> TASK DESCRIPTION: Extract the line that contains "det: brick house" and every line after it to the end of the records below, exactly as written and nothing else.

[Stored data]
▼

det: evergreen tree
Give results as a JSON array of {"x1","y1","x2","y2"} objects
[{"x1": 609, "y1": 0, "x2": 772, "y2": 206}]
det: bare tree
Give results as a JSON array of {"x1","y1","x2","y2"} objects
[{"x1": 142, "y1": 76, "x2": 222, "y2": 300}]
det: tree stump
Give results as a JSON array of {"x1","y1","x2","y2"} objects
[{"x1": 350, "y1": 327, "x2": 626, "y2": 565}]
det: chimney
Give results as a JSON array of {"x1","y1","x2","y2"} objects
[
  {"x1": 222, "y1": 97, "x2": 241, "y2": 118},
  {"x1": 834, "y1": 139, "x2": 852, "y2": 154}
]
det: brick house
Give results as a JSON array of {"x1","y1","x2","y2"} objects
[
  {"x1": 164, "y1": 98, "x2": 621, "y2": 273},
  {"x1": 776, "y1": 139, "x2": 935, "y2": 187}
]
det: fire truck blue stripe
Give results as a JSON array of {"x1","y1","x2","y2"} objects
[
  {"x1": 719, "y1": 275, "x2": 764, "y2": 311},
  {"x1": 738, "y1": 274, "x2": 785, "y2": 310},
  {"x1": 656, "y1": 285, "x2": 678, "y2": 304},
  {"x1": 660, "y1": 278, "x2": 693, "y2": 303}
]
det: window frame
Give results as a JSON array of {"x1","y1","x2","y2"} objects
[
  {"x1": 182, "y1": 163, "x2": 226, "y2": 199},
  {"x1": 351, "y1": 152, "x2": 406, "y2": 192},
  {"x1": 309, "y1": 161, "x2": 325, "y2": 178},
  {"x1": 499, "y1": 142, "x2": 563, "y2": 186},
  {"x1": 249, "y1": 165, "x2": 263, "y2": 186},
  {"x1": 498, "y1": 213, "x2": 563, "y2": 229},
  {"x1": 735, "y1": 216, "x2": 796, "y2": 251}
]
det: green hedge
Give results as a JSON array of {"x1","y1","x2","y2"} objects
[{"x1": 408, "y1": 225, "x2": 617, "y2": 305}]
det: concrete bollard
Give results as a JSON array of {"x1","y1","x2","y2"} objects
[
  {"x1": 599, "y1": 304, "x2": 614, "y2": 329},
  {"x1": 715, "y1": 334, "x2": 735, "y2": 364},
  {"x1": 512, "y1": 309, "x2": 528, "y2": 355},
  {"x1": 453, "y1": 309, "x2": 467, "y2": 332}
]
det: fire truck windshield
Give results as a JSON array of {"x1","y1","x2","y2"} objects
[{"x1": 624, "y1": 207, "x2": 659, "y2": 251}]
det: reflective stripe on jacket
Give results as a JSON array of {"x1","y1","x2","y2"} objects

▲

> COMPLETED TASK:
det: brick house
Give results as a JSON array of {"x1","y1","x2","y2"} objects
[
  {"x1": 164, "y1": 98, "x2": 621, "y2": 273},
  {"x1": 776, "y1": 139, "x2": 935, "y2": 187}
]
det: fire truck blue stripe
Give results as a JSON array of {"x1","y1","x2","y2"} objects
[
  {"x1": 719, "y1": 275, "x2": 764, "y2": 311},
  {"x1": 738, "y1": 274, "x2": 785, "y2": 310},
  {"x1": 656, "y1": 285, "x2": 678, "y2": 304},
  {"x1": 660, "y1": 278, "x2": 693, "y2": 303}
]
det: window frame
Give results as a JSON array of {"x1","y1","x2","y2"} objects
[
  {"x1": 182, "y1": 163, "x2": 226, "y2": 199},
  {"x1": 351, "y1": 152, "x2": 406, "y2": 192},
  {"x1": 309, "y1": 161, "x2": 325, "y2": 178},
  {"x1": 499, "y1": 142, "x2": 563, "y2": 186},
  {"x1": 249, "y1": 165, "x2": 263, "y2": 186},
  {"x1": 498, "y1": 213, "x2": 563, "y2": 229},
  {"x1": 735, "y1": 216, "x2": 796, "y2": 251}
]
det: green hedge
Give results as a JSON array of {"x1","y1","x2","y2"} objects
[{"x1": 408, "y1": 225, "x2": 617, "y2": 305}]
det: concrete bollard
Give results as a JSON array of {"x1","y1","x2","y2"} objects
[
  {"x1": 599, "y1": 304, "x2": 614, "y2": 329},
  {"x1": 715, "y1": 334, "x2": 735, "y2": 364},
  {"x1": 512, "y1": 309, "x2": 528, "y2": 355},
  {"x1": 453, "y1": 309, "x2": 467, "y2": 332}
]
det: fire truck windshield
Give results as a JSON array of {"x1","y1","x2","y2"} objects
[{"x1": 624, "y1": 207, "x2": 659, "y2": 251}]
det: reflective stripe on jacket
Give results as a JSON array of {"x1","y1","x2","y2"} objects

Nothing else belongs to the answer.